◆ Task item A ◆
Decide whether each statement below agrees with the court opinion on George Hopper's petition for an accounting. Answer each with yes or no, and quote the words of the opinion that settle it.
(i) Hiram Hopper received his appointment as guardian from the probate court for the county of Livingston.
(ii) The guardian filed a final account with the probate court.
(iii) The probate court granted the petition.
◆ Task item B ◆
Using the court opinion on George Hopper's petition for an accounting, answer each question.
(i) In what month and year did George Hopper reach his majority?
(ii) Besides his claimed settlement with his ward, what two defenses did the guardian allege?
(iii) In finding (g), why is the petitioner held not entitled to any further order?
◆ Task item C ◆
Carry on the court opinion on George Hopper's petition for an accounting, starting after its final sentence.
Text START
Hopper v. Livingston Probate Judge

137 Mich. 124 | Mich. | 1904

Per Curiam.

In May, 1871, Hiram Hopper was appointed guardian for George Hopper by the probate court for the county of Livingston. George Hopper reached his majority in the month of January, 1883. On September 34, 1903, he petitioned the probate court for an accounting by his guardian. A citation was issued, and the guardian filed an answer, in which he stated that he had settled with his ward after he became of age, and also alleged the statute of limitations, and petitioner’s laches in asking for an account, as defenses. The matter was heard by the probate court, and the prayer of the petition was denied.

The order recites the following findings, i. e.:

“(a) That the said Hiram Hopper was appointed guardian in the year 1871, and various sums of money and other property came into his hands as such guardian.
“(b) That’the records and files show that no account, either annual or final, was ever filed.
“(c) That no receipt for settlement with ward was ever filed, and no discharge of record ever entered.
“(d) That ward became of age in the year 1883.
“(e) That the last paper filed in the cause before tbe present proceeding was in the year 1881.
“(f) That the said guardian claims by his answer full settlement and discharge, and neglects and refuses to render any further account.
“(g) That by reason of the great lapse of time since the said ward became of age, the petitioner is not entitled to any further order in said matter.
“(h) It is therefore ordered that the prayer of the petition be, and the same is hereby, denied, as to any further order.”
Text END
Data extract START
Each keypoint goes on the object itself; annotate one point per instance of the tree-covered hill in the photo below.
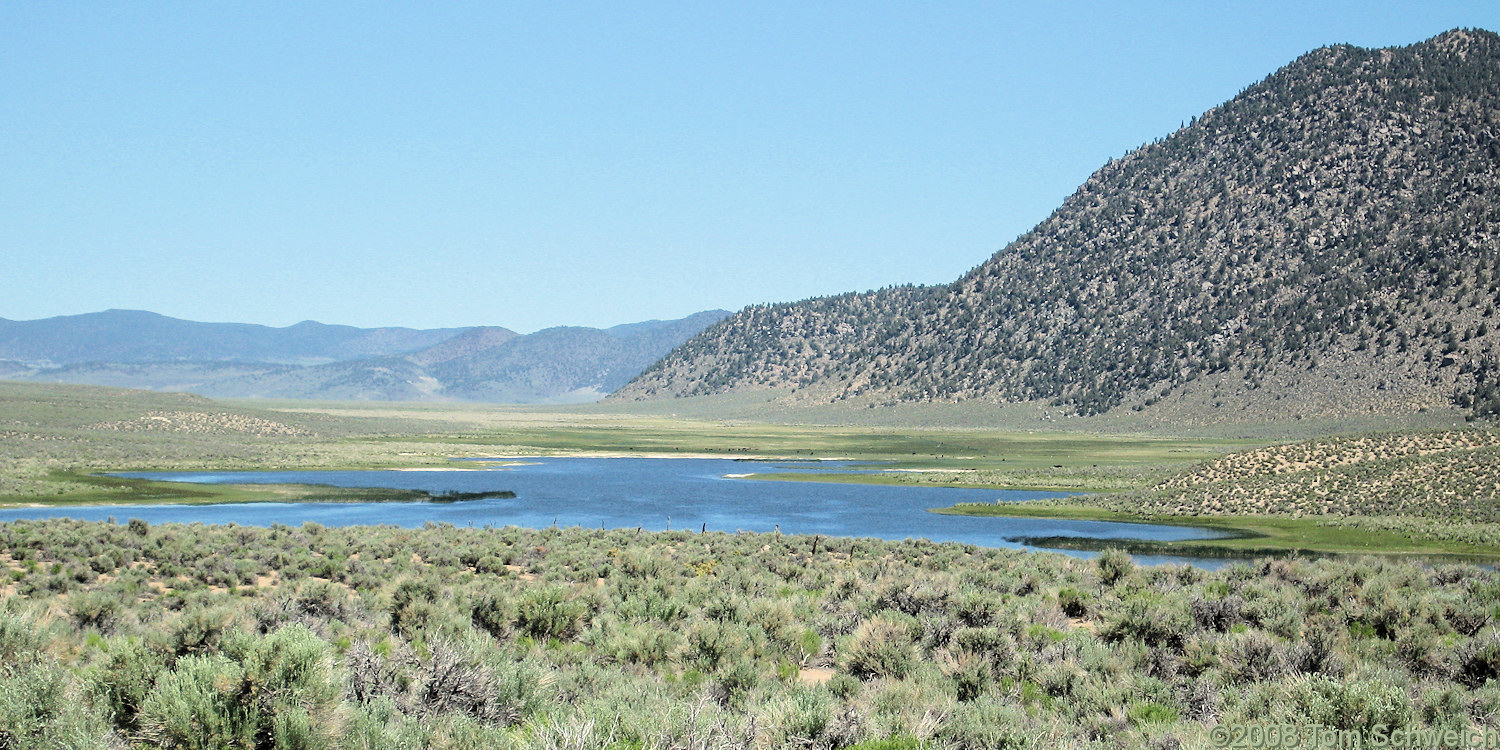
(1323, 243)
Data extract END
◆ Answer area A ◆
(i) Yes: "Hiram Hopper was appointed guardian for George Hopper by the probate court for the county of Livingston."
(ii) No: "no account, either annual or final, was ever filed."
(iii) No: "the prayer of the petition was denied."

◆ Answer area B ◆
(i) January 1883.
(ii) The statute of limitations and the petitioner's laches in asking for an account.
(iii) Because of the great lapse of time since the ward became of age.

◆ Answer area C ◆
*126Thereupon the petitioner filed in the circuit court an application for a mandamus, asking that the probate judge be required to vacate said order, and enter another order, requiring said guardian to file a full, complete, and accurate account of his receipts and expenditures in the matter of his ward’s estate. The probate judge filed an answer to said petition, in which he alleged that said George Hopper is the son of Hiram Hopper, said guardian, and is 42 years old, and that he continued to reside in Livingston county for more than 3 years after reaching his majority. He admitted the proceedings already stated, and alleged that an opportunity to offer proof of any matters stated in the petition filed in said probate court was afforded petitioner at the hearing, but no proof was offered by petitioner or his counsel; that no claim was made at that time that there had been any concealment in reference to his cause of action, or that he had been under any disability. At the. hearing in the circuit court, the mandamus was granted, substantially as prayed, and the respondent has brought the cause to this court by writ of certiorari.

We are constrained to hold that the order of the probate judge was an appealable order, and was not, therefore, reviewable upon mandamus. The order was within the statute. 1 Comp. Laws, § 669. See Goss v. Stone, 63 Mich. 319 (29 N. W. 735); Barry v. Briggs, 22 Mich. 201; Reed v. St. Clair Circuit Judge, 122 Mich. 153 (80 N. W. 985); Michigan Mut. Fire-Ins. Co. v. Wayne Circuit Judge, 112 Mich. 270 (70 N. W. 582); Corby v. Wayne Probate Judge, 96 Mich. 11 (55 N. W. 386); Grady v. Hughes, 64 Mich. 545 (31 N. W. 438); Hitchcock v. Genesee Probate Judge, 99 Mich. 128 (57 N. W. 1097); Mardian v. Wayne Circuit Judge, 118 Mich. 353 (76 N. W. 497); Devine v. Wayne Circuit Judge, 118 Mich. 354 (76 N. W. 1134); Freud v. Saginaw Circuit Judge, 125 Mich. 671 (85 N. W. 193), and cases cited; Cattermole v. Ionia Circuit Judge, 136 Mich. 274 (99 N. W. 1).

The order of the circuit court is reversed.